## Extrait choisi
---*---

Jules Isaac, fondateur de l’Amitié Judéo-chrétienne de France, était présent à Seelisberg et ce sont ses travaux qui ont orienté la publication des Dix points.
Ce document est une recommandation : il pose les bases d’un dialogue qui doit être assaini en mettant l’accent sur la lutte contre l’antisémitisme, contre l’enseignement du mépris et pour une restauration des liens tant historiques que théologiques entre Juifs et Chrétiens.
C’est Pierre Visseur, Secrétaire général de l’International Council of Christian and Jews (1), qui a invité Jules Isaac à Seelisberg, en Suisse, pour cette conférence internationale tenue entre le 30 juillet et le 7 août 1947. 70 personnalités y participent : 28 juifs, 23 protestants, 9 catholiques et 2 orthodoxes.
Sur la base des travaux de Jules Isaac, les “Dix points de Seelisberg” vont voir le jour : ils sont inspirés des 18 points issus des 21 propositions, synthèses des 21 chapitres de son ouvrage emblématique Jésus et Israël paru en 1948 mais achevé dès 1946.
Les idées de Jules Isaac, c’est-à-dire remédier par un nouvel enseignement à l’antijudaïsme chrétien, se sont-elles facilement imposées ? Non. Dans le cadre de cette conférence organisée en plusieurs commissions de travail, Jules Isaac a fait partie de la Commission des Églises et de l’enseignement chrétien présidée par le Père Caliste Lopinot, envoyé de Rome.
Les débats furent vifs, le Père Lopinot souhaitait notamment que les choses soient équilibrées et les torts partagés, à savoir que si l’Église reconnaissait les siens à l’égard des Juifs, il fallait aussi que les Juifs reconnaissent les leurs vis-à-vis de l’Église. Mais cette demande était insoutenable au Grand rabbin de Roumanie, Alexandre Safran, lui aussi présent à Seelisberg, dans la mesure où, comme il le soutenait, le judaïsme dans ses enseignements ne parle que du judaïsme, à contrario ceux de l'Église à cette époque qui incluaient les Juifs en les maintenant dans une position coupable de déicide. Point de possibilité ici de dialogue et le Père Caliste finit par quitter son poste de président de la Commission, jugeant le Grand Rabbin Safran trop « obstiné ». (2)

---*---

## Consignes
#1 Combien de personnalités ont participé à la conférence d'après l'extrait sur la conférence de Seelisberg ?
#2 Transformez en liste concise le paragraphe de l'extrait sur la conférence de Seelisberg qui commence par « C’est Pierre Visseur », sans perdre ses faits principaux.
#3 Prolongez l'extrait sur la conférence de Seelisberg en reprenant juste après sa dernière phrase.

(Entrées de données enregistrées)
---*---

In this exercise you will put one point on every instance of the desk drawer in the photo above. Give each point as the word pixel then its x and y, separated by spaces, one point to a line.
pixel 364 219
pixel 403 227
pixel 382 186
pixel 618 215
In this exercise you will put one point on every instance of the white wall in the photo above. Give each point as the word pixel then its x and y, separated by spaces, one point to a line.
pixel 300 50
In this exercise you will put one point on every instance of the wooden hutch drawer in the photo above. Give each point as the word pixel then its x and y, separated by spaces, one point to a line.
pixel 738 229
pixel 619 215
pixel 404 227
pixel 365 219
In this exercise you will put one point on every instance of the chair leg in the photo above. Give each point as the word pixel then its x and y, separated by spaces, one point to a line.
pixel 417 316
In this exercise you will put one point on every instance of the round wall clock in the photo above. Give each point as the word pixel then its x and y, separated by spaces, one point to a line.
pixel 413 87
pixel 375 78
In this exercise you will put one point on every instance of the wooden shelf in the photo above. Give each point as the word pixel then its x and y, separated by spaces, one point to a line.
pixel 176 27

---*---

## Réponses attendues
#1 70 personnalités.

#2
- Invitation : Pierre Visseur, secrétaire général de l’International Council of Christian and Jews, invite Jules Isaac.
- Lieu : Seelisberg, en Suisse.
- Dates : du 30 juillet au 7 août 1947.
- Participants : 70 personnalités, dont 28 juifs, 23 protestants, 9 catholiques et 2 orthodoxes.

#3
Malgré tout, les propositions de Jules Isaac et d’Alexandre Safran furent tout de même reçues et prises en considération par les participants et la conférence s’est achevée par l’adoption d’une charte en 10 points. Ces "10 commandements" d’un nouvel enseignement chrétien vis-à-vis des Juifs en comprennent cinq qui commencent par « Rappeler » et cinq par « Éviter », soit à peu près la même structure symbolique que celle des Dix commandements reçus par Moïse, cinq positifs, cinq négatifs.
Nous sommes en 1947, et au lieu de proscrire on demande d’éviter, comme en 1965 dans Nostra Aetate on « déplore les haines, les persécutions et les manifestations d’antisémitisme » au lieu de condamner.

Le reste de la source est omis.